STATED TASK A: Copy the records from the line containing "Would you mind marking the foam" through the end of the records, inclusive, swapping "foam" for "froth" and leaving everything else unchanged.

SOURCE DOCUMENT:
▼

A bonding atom pair will be identified if several conditions are met. First, a pair of atoms I,J within the specified react-group-ID of type itype and jtype must be separated by a distance between Rmin and Rmax. It is possible that multiple bonding atom pairs are identified: if the bonding atoms in the pre-reacted template are 1-2 neighbors, i.e. directly bonded, the farthest bonding atom partner is set as its bonding partner; otherwise, the closest potential partner is chosen. Then, if both an atom I and atom J have each other as their bonding partners, these two atoms are identified as the bonding atom pair of the reaction site. Once this unique bonding atom pair is identified for each reaction, there could two or more reactions that involve a given atom on the same timestep. If this is the case, only one such reaction is permitted to occur. This reaction is chosen randomly from all potential reactions. This capability allows e.g. for different reaction pathways to proceed from identical reaction sites with user-specified probabilities.

▲

THE DATA:

▼

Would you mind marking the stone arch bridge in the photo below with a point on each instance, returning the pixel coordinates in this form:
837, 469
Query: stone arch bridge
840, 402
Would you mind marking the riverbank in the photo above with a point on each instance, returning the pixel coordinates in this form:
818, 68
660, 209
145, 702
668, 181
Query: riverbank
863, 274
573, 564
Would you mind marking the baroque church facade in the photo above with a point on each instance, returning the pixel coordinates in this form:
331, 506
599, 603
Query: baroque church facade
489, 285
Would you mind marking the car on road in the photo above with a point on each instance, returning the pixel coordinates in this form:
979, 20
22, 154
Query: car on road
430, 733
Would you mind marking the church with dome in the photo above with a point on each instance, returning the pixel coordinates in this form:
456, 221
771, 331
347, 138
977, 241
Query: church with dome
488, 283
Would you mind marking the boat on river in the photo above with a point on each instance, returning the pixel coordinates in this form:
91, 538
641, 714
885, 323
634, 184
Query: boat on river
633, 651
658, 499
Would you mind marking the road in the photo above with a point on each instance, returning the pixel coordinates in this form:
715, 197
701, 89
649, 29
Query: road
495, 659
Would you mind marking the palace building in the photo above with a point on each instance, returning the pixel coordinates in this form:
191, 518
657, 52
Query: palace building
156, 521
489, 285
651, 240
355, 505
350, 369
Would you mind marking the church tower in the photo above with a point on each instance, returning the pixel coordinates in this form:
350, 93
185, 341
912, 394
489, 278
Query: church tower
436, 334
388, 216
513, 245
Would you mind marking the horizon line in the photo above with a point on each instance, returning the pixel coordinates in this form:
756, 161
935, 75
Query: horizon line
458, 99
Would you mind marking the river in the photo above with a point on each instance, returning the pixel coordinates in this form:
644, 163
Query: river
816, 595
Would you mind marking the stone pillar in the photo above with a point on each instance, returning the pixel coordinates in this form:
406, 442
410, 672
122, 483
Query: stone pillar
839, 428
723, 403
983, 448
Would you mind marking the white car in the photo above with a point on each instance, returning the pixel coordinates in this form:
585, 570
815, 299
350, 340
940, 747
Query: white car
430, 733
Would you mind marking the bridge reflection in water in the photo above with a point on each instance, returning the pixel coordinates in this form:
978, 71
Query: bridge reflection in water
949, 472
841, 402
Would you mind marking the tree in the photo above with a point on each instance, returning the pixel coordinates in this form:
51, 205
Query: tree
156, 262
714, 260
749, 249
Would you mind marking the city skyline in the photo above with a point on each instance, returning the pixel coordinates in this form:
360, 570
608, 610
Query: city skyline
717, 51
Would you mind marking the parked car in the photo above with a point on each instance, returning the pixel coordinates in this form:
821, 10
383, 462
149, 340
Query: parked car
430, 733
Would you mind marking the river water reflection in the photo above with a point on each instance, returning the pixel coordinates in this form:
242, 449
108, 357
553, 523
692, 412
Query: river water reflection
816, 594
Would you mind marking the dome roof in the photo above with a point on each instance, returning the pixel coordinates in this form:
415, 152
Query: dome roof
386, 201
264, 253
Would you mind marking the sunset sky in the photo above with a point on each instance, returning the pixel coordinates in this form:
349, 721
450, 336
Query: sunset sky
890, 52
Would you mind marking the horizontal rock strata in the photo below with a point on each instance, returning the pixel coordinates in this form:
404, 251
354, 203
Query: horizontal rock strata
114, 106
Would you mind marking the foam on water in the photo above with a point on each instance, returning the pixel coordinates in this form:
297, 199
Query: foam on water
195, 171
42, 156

▲

STATED TASK B: According to the passage on bonding atom pairs, what happens when two or more reactions involve a given atom on the same timestep?

FINAL RESULT A:
Would you mind marking the froth on water in the photo above with a point on each instance, returning the pixel coordinates in this form:
297, 199
Query: froth on water
195, 171
42, 156

FINAL RESULT B: Only one of those reactions is permitted to occur, chosen randomly from all potential reactions.